= Beginning of Section =

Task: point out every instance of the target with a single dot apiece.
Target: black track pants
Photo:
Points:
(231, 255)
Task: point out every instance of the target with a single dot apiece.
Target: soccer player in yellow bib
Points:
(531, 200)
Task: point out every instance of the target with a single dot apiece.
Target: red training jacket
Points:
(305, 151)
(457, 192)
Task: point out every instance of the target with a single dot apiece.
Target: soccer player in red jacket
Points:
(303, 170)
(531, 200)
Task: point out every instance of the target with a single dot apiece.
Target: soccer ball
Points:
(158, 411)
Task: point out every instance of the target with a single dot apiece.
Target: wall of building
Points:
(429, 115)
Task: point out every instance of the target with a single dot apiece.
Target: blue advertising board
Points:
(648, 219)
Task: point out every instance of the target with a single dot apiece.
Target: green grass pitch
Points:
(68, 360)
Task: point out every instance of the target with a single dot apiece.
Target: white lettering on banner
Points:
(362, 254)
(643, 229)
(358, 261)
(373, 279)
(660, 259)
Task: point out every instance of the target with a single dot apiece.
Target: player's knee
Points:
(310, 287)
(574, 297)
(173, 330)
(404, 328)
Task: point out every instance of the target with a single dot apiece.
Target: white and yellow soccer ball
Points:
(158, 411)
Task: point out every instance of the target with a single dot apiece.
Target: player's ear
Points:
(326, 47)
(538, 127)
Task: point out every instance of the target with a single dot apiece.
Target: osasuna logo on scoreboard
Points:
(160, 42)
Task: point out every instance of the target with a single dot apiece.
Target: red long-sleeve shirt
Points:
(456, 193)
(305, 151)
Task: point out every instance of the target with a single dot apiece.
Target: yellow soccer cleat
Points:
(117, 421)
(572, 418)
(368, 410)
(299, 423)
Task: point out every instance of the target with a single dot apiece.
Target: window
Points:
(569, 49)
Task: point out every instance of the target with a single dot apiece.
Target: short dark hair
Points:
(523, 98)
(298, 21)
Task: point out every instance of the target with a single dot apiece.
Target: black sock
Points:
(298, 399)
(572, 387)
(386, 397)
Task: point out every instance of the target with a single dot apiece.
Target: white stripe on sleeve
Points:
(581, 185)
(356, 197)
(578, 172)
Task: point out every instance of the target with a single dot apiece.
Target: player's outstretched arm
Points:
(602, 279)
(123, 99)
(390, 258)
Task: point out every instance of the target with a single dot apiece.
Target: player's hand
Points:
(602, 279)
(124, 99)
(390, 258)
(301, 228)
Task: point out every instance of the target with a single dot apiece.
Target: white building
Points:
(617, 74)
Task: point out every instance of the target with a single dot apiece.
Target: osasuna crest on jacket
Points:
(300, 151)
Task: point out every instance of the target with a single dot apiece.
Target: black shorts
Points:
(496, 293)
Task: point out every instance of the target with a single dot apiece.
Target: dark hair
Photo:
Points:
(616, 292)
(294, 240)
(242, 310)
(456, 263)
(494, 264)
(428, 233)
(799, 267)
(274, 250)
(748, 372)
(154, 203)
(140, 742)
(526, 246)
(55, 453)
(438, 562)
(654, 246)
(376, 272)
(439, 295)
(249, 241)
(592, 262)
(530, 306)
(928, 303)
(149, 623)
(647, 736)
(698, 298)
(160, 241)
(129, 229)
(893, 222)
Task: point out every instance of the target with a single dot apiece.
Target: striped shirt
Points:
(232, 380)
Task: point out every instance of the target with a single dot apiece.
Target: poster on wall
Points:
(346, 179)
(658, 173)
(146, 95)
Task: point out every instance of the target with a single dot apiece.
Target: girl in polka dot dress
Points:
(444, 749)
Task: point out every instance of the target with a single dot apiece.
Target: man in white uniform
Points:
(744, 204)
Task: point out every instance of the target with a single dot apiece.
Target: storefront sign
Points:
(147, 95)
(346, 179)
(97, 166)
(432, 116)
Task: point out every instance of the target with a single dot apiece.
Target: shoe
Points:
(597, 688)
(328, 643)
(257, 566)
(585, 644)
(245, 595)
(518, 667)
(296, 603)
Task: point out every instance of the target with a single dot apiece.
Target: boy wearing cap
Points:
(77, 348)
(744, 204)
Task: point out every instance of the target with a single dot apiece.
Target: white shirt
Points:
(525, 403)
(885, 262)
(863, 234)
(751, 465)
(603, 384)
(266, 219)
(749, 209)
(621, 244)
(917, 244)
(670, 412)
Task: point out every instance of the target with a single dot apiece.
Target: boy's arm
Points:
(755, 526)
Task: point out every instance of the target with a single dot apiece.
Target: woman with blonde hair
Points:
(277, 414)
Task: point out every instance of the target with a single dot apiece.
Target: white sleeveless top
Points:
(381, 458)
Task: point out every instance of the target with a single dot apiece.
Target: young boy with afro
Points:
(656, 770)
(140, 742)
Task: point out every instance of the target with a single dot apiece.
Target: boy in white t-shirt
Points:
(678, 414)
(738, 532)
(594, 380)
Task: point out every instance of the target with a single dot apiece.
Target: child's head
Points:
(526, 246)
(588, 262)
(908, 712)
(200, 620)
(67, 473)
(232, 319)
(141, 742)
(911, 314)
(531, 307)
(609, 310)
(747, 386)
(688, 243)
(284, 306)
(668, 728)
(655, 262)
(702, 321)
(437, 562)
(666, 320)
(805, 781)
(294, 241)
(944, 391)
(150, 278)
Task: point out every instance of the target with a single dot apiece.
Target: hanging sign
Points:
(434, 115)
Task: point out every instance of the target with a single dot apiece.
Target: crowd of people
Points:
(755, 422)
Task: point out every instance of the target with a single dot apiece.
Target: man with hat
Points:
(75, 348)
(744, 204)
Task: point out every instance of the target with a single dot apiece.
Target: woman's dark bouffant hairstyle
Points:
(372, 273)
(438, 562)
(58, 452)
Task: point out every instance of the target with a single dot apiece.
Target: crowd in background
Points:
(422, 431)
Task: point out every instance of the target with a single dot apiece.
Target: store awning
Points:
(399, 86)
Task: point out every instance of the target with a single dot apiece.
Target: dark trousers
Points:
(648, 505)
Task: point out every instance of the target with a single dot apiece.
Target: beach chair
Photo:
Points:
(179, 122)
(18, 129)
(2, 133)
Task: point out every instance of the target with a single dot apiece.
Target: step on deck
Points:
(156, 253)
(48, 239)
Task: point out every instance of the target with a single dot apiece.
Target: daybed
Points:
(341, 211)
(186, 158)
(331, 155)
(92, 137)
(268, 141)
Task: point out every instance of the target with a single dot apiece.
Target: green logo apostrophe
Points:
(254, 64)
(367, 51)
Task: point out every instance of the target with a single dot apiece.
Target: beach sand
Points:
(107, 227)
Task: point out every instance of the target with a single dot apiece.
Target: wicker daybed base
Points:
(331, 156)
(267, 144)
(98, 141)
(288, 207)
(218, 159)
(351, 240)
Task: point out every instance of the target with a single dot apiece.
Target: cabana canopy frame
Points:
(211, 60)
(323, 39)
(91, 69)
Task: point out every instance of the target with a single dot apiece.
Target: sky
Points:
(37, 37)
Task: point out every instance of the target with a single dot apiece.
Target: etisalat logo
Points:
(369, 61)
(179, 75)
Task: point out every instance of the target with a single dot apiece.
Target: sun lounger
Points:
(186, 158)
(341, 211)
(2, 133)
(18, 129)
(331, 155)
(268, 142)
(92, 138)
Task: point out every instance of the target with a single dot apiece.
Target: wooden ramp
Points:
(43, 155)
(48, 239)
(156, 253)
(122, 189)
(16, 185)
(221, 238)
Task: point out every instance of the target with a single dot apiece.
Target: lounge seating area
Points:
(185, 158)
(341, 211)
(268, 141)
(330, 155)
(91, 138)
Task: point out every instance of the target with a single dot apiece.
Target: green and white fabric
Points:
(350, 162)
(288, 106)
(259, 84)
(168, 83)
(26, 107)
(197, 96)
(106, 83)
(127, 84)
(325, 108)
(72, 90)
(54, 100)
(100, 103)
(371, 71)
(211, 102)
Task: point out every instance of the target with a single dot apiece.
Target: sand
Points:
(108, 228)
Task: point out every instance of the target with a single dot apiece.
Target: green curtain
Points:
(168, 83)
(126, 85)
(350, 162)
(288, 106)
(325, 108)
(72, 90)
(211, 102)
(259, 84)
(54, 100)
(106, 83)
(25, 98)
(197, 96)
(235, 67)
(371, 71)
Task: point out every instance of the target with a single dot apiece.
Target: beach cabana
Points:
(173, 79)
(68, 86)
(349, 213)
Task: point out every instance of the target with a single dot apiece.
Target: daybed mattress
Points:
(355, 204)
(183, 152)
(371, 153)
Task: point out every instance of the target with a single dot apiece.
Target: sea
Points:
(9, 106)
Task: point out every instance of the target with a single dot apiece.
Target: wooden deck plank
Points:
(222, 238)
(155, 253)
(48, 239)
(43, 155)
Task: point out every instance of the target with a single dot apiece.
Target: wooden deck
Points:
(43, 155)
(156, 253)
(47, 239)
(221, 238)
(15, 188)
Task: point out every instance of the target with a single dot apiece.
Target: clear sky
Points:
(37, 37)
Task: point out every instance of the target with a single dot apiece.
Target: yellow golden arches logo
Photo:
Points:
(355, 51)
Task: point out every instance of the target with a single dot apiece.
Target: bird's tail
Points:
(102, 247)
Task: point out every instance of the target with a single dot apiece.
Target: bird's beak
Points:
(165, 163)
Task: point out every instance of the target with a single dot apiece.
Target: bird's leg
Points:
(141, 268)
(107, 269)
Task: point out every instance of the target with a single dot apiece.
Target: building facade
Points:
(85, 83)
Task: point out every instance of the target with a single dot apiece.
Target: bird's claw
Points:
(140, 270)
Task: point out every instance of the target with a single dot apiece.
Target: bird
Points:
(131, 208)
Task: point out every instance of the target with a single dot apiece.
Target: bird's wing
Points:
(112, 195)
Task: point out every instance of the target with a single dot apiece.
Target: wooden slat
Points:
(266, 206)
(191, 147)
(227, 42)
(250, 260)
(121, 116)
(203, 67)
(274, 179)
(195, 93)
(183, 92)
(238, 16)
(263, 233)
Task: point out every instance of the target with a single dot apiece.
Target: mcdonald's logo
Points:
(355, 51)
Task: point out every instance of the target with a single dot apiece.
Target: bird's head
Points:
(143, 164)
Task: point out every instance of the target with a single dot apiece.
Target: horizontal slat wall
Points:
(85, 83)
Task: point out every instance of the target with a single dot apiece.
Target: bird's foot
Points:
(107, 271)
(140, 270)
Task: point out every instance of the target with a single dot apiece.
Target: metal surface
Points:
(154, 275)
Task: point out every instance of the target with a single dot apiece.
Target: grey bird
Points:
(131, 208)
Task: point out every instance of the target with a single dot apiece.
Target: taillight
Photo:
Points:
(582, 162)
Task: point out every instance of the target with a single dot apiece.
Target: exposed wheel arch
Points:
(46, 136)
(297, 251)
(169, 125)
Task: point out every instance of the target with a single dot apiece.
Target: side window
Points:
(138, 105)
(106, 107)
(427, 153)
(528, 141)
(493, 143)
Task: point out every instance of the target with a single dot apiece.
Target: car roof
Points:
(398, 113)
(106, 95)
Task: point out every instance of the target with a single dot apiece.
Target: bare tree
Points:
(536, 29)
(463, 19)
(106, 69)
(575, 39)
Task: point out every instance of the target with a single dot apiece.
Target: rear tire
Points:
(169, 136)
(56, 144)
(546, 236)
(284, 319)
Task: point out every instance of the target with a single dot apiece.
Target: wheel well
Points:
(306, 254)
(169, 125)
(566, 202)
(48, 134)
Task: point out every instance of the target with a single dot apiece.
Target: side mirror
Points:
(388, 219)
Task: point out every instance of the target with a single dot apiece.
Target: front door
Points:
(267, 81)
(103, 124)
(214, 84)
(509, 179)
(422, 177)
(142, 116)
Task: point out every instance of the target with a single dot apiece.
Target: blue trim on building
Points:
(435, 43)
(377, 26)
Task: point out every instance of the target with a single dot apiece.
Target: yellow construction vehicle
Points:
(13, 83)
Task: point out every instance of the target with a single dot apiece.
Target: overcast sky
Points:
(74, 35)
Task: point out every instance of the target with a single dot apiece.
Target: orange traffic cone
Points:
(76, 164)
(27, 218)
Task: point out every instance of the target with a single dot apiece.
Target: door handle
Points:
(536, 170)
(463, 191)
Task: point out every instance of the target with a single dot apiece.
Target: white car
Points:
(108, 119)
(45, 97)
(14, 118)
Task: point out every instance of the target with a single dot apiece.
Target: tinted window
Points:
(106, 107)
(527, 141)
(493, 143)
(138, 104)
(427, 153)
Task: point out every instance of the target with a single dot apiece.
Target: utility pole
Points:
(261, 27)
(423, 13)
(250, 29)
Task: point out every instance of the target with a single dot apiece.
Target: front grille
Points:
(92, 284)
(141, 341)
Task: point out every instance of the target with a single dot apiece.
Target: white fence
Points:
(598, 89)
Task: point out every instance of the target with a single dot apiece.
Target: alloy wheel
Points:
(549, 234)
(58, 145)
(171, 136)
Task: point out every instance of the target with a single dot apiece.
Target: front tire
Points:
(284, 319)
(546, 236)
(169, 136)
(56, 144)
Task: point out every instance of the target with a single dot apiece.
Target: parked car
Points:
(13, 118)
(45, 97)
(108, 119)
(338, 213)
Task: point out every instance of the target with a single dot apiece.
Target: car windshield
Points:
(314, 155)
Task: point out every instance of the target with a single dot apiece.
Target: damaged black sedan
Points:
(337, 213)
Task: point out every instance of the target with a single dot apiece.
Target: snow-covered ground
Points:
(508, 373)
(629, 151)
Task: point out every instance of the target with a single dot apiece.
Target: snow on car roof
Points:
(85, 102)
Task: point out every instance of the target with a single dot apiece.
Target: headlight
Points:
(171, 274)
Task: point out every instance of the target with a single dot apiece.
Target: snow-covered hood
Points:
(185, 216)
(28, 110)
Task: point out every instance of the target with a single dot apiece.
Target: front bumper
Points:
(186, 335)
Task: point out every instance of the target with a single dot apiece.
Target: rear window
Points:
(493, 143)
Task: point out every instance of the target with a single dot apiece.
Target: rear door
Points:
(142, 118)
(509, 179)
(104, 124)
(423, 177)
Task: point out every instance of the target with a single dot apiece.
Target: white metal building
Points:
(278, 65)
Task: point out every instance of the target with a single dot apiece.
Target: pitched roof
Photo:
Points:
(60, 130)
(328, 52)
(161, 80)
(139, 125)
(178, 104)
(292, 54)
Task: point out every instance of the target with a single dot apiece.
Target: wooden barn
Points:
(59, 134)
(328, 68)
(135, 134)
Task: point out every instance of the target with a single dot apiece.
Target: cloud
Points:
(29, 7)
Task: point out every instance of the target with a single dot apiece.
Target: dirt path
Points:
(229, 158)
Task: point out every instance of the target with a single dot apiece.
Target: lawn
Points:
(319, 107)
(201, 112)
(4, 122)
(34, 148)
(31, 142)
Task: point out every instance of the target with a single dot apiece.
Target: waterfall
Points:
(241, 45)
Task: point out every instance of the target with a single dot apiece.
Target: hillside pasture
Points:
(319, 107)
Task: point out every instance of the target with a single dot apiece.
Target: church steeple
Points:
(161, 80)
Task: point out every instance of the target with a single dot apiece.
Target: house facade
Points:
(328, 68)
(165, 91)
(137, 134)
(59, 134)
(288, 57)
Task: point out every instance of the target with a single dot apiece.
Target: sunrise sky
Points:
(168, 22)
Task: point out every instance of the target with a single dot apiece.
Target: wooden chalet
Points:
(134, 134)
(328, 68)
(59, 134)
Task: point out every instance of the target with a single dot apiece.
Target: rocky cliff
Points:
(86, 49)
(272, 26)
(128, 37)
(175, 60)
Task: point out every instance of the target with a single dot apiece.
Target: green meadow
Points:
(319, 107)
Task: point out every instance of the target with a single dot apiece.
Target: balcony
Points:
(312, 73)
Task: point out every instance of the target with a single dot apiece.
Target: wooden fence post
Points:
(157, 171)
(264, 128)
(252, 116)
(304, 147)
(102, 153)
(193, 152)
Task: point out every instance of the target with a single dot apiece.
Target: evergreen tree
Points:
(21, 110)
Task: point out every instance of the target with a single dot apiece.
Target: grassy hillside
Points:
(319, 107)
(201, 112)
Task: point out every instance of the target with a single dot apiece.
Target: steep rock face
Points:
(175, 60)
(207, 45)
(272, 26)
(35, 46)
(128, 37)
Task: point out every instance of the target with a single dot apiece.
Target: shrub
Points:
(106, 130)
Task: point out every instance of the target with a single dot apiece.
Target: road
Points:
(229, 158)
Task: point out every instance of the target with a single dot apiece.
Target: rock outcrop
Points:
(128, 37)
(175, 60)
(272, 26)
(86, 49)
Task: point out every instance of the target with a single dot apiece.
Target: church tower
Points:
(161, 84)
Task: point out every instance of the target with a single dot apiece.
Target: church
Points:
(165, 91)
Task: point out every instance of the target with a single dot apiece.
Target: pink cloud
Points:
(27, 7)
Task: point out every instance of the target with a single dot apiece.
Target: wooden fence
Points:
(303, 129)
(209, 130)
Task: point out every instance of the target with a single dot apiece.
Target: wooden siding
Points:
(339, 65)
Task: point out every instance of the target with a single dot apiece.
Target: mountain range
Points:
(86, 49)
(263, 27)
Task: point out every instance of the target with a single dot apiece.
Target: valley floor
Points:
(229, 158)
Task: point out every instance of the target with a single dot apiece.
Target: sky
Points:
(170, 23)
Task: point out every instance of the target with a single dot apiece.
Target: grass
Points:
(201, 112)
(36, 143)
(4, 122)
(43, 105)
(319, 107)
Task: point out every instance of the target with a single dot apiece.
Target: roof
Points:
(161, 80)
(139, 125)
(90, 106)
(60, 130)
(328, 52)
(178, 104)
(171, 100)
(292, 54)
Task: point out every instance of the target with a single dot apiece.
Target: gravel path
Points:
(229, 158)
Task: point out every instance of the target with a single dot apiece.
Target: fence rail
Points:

= End of Section =

**Task to complete**
Reproduce the lines of the entries above from the one with "Target: soccer player in red jacket" to the one with "Target: player's knee", both included, exactly and without any other line.

**Expected output**
Target: soccer player in red jacket
Points:
(303, 170)
(531, 200)
Task: point out every instance of the target with a single dot apiece.
Target: soccer ball
Points:
(158, 411)
Task: point out every instance of the target with a single dot apiece.
Target: wall of building
Points:
(429, 115)
Task: point out every instance of the target with a single dot apiece.
Target: blue advertising board
Points:
(648, 219)
Task: point out every instance of the target with a single dot apiece.
Target: green grass pitch
Points:
(68, 360)
Task: point out every instance of the target with a single dot apiece.
Target: white lettering on banner
Points:
(362, 254)
(643, 229)
(358, 261)
(373, 279)
(660, 259)
Task: point out every instance of the target with a single dot apiece.
Target: player's knee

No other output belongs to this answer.